→ The problem
Retype the records below so that each one matches exactly.

Stored data:
= Beginning of Section =

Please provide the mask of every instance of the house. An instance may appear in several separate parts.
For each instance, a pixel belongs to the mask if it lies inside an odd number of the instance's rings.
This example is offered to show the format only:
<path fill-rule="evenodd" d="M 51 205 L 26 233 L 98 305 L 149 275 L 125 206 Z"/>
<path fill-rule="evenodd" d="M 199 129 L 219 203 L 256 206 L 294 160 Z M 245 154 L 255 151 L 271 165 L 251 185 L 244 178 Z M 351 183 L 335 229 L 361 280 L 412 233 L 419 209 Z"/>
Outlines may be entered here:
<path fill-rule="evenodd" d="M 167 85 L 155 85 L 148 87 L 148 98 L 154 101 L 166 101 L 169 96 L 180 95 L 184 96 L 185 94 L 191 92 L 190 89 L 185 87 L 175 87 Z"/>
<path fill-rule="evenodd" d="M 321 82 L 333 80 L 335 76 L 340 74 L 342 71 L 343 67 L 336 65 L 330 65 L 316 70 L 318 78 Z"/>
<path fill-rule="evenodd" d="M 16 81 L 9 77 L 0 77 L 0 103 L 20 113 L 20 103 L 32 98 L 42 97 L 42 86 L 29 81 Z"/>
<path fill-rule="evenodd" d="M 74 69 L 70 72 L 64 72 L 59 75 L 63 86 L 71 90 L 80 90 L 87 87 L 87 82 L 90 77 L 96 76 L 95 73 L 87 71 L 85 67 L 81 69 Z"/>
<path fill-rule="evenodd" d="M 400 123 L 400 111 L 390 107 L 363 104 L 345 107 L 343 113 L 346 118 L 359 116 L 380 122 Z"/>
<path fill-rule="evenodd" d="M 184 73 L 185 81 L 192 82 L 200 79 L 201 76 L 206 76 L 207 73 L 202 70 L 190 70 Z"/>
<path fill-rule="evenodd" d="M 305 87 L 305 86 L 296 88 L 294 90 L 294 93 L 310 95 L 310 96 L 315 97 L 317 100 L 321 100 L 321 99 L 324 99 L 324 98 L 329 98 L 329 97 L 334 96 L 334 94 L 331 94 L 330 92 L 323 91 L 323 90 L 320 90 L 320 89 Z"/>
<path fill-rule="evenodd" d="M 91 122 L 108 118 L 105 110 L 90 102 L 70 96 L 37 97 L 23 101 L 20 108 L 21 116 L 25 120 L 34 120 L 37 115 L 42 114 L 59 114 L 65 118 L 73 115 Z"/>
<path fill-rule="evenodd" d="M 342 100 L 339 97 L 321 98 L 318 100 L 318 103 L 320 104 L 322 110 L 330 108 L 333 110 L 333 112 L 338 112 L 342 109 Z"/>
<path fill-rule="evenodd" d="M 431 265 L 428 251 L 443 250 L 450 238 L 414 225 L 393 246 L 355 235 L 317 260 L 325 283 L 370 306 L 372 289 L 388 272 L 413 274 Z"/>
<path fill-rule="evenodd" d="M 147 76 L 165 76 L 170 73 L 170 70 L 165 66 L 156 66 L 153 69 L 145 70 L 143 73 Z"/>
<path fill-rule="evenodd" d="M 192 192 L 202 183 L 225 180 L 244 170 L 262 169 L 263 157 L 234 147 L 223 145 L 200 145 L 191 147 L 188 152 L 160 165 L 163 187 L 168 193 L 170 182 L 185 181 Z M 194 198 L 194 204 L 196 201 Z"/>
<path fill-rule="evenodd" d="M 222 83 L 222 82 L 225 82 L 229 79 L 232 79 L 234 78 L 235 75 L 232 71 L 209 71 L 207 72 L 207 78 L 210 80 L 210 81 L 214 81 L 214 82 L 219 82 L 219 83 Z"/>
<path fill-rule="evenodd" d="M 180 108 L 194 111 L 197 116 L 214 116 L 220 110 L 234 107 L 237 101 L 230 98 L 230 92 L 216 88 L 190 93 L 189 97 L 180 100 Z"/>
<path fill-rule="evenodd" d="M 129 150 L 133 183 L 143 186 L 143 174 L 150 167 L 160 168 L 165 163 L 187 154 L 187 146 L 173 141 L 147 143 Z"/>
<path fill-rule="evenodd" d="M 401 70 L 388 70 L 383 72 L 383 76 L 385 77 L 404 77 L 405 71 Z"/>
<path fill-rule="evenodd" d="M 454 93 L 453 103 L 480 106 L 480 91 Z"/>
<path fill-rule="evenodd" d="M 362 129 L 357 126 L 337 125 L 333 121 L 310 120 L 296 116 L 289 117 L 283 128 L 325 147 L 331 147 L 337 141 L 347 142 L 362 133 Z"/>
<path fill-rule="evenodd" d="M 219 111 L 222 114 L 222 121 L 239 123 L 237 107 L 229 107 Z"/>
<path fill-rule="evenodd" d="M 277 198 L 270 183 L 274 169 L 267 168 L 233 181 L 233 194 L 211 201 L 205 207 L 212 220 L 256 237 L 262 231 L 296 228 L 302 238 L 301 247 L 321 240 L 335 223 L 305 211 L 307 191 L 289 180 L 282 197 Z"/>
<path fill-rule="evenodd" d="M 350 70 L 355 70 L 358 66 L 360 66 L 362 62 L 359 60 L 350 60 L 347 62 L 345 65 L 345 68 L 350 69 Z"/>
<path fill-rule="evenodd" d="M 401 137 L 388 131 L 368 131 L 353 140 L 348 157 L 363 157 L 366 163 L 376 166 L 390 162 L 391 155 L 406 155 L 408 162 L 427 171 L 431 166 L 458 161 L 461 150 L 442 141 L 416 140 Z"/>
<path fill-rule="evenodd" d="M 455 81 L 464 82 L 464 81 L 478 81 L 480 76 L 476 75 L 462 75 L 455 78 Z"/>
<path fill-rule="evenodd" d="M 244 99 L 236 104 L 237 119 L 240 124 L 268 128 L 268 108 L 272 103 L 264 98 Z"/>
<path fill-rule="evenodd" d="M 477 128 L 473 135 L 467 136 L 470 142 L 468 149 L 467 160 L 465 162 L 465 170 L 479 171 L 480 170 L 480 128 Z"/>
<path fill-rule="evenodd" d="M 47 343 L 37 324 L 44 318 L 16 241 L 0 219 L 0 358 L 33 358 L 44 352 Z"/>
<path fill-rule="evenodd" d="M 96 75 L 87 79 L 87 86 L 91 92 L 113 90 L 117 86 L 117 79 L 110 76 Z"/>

= End of Section =

→ Solution for this exercise
Please provide the mask of every instance of the house. An instance may appear in several separate parts.
For each instance, a pixel belongs to the mask if it lies inside an odd number of the instance's rings.
This example is offered to show the format only:
<path fill-rule="evenodd" d="M 51 205 L 26 233 L 98 305 L 149 275 L 125 206 Z"/>
<path fill-rule="evenodd" d="M 199 129 L 219 203 L 256 206 L 294 160 Z M 245 154 L 255 151 L 271 165 L 251 185 L 244 178 Z M 351 183 L 335 229 L 361 280 L 412 233 L 419 209 Z"/>
Outlines may be entered here:
<path fill-rule="evenodd" d="M 167 85 L 155 85 L 148 87 L 148 98 L 154 101 L 166 101 L 169 96 L 180 95 L 184 96 L 185 94 L 191 92 L 190 89 L 185 87 L 175 87 Z"/>
<path fill-rule="evenodd" d="M 321 82 L 333 80 L 335 76 L 340 74 L 342 71 L 343 67 L 336 65 L 330 65 L 316 70 L 318 78 Z"/>
<path fill-rule="evenodd" d="M 16 81 L 9 77 L 0 77 L 0 103 L 20 113 L 20 103 L 32 98 L 42 97 L 42 86 L 29 81 Z"/>
<path fill-rule="evenodd" d="M 74 69 L 70 72 L 64 72 L 59 75 L 63 86 L 71 90 L 80 90 L 87 87 L 87 82 L 90 77 L 96 76 L 95 73 L 87 71 L 85 67 L 81 69 Z"/>
<path fill-rule="evenodd" d="M 400 123 L 400 111 L 390 107 L 363 104 L 345 107 L 343 113 L 346 118 L 359 116 L 380 122 Z"/>
<path fill-rule="evenodd" d="M 184 73 L 185 81 L 192 82 L 200 79 L 201 76 L 206 76 L 207 73 L 202 70 L 190 70 Z"/>
<path fill-rule="evenodd" d="M 305 87 L 305 86 L 296 88 L 294 90 L 294 93 L 310 95 L 310 96 L 315 97 L 317 100 L 321 100 L 321 99 L 324 99 L 324 98 L 329 98 L 329 97 L 334 96 L 334 94 L 331 94 L 330 92 L 323 91 L 323 90 L 320 90 L 320 89 Z"/>
<path fill-rule="evenodd" d="M 91 122 L 108 118 L 105 110 L 90 102 L 70 96 L 37 97 L 23 101 L 20 108 L 21 116 L 25 120 L 34 120 L 37 115 L 42 114 L 59 114 L 65 118 L 73 115 Z"/>
<path fill-rule="evenodd" d="M 342 100 L 339 97 L 321 98 L 318 100 L 318 103 L 320 104 L 322 110 L 330 108 L 333 110 L 333 112 L 338 112 L 342 109 Z"/>
<path fill-rule="evenodd" d="M 431 265 L 428 251 L 443 250 L 450 238 L 414 225 L 393 246 L 355 235 L 317 260 L 325 283 L 370 306 L 372 289 L 388 272 L 413 274 Z"/>
<path fill-rule="evenodd" d="M 147 76 L 165 76 L 170 73 L 170 70 L 165 66 L 156 66 L 153 69 L 145 70 L 143 73 Z"/>
<path fill-rule="evenodd" d="M 192 192 L 202 183 L 225 180 L 244 170 L 262 169 L 263 157 L 234 147 L 223 145 L 200 145 L 191 147 L 188 152 L 160 165 L 163 187 L 168 193 L 170 182 L 185 181 Z M 194 198 L 194 204 L 196 201 Z"/>
<path fill-rule="evenodd" d="M 222 83 L 222 82 L 225 82 L 229 79 L 232 79 L 234 78 L 235 75 L 232 71 L 209 71 L 207 72 L 207 78 L 210 80 L 210 81 L 214 81 L 214 82 L 219 82 L 219 83 Z"/>
<path fill-rule="evenodd" d="M 180 108 L 194 111 L 197 116 L 214 116 L 220 110 L 234 107 L 237 101 L 230 98 L 230 92 L 216 88 L 190 93 L 189 97 L 180 100 Z"/>
<path fill-rule="evenodd" d="M 129 150 L 133 183 L 143 186 L 143 174 L 150 167 L 160 168 L 165 163 L 187 154 L 187 146 L 173 141 L 147 143 Z"/>
<path fill-rule="evenodd" d="M 401 70 L 388 70 L 383 72 L 383 76 L 385 77 L 404 77 L 405 71 Z"/>
<path fill-rule="evenodd" d="M 454 93 L 453 103 L 480 106 L 480 91 Z"/>
<path fill-rule="evenodd" d="M 362 129 L 357 126 L 337 125 L 333 121 L 310 120 L 296 116 L 289 117 L 283 128 L 325 147 L 331 147 L 337 141 L 347 142 L 362 133 Z"/>
<path fill-rule="evenodd" d="M 219 111 L 222 114 L 222 121 L 239 123 L 237 107 L 229 107 Z"/>
<path fill-rule="evenodd" d="M 277 198 L 270 183 L 274 169 L 267 168 L 233 181 L 233 194 L 211 201 L 205 207 L 212 220 L 256 237 L 262 231 L 296 228 L 302 238 L 301 247 L 321 240 L 335 223 L 305 211 L 307 191 L 289 180 L 282 197 Z"/>
<path fill-rule="evenodd" d="M 350 70 L 355 70 L 358 66 L 360 66 L 362 62 L 359 60 L 350 60 L 347 62 L 345 65 L 345 68 L 350 69 Z"/>
<path fill-rule="evenodd" d="M 401 137 L 388 131 L 368 131 L 353 140 L 348 157 L 363 157 L 366 163 L 376 166 L 390 162 L 391 155 L 406 155 L 408 162 L 427 171 L 431 166 L 458 161 L 461 150 L 442 141 L 416 140 Z"/>
<path fill-rule="evenodd" d="M 455 81 L 464 82 L 464 81 L 478 81 L 480 76 L 476 75 L 462 75 L 455 78 Z"/>
<path fill-rule="evenodd" d="M 244 99 L 236 104 L 237 119 L 240 124 L 268 128 L 268 108 L 272 103 L 264 98 Z"/>
<path fill-rule="evenodd" d="M 477 128 L 473 135 L 467 136 L 470 142 L 468 149 L 467 160 L 465 162 L 465 170 L 479 171 L 480 170 L 480 128 Z"/>
<path fill-rule="evenodd" d="M 47 343 L 37 324 L 44 318 L 16 241 L 0 219 L 0 358 L 33 358 L 44 352 Z"/>
<path fill-rule="evenodd" d="M 96 75 L 87 79 L 87 86 L 91 92 L 113 90 L 117 86 L 117 79 L 110 76 Z"/>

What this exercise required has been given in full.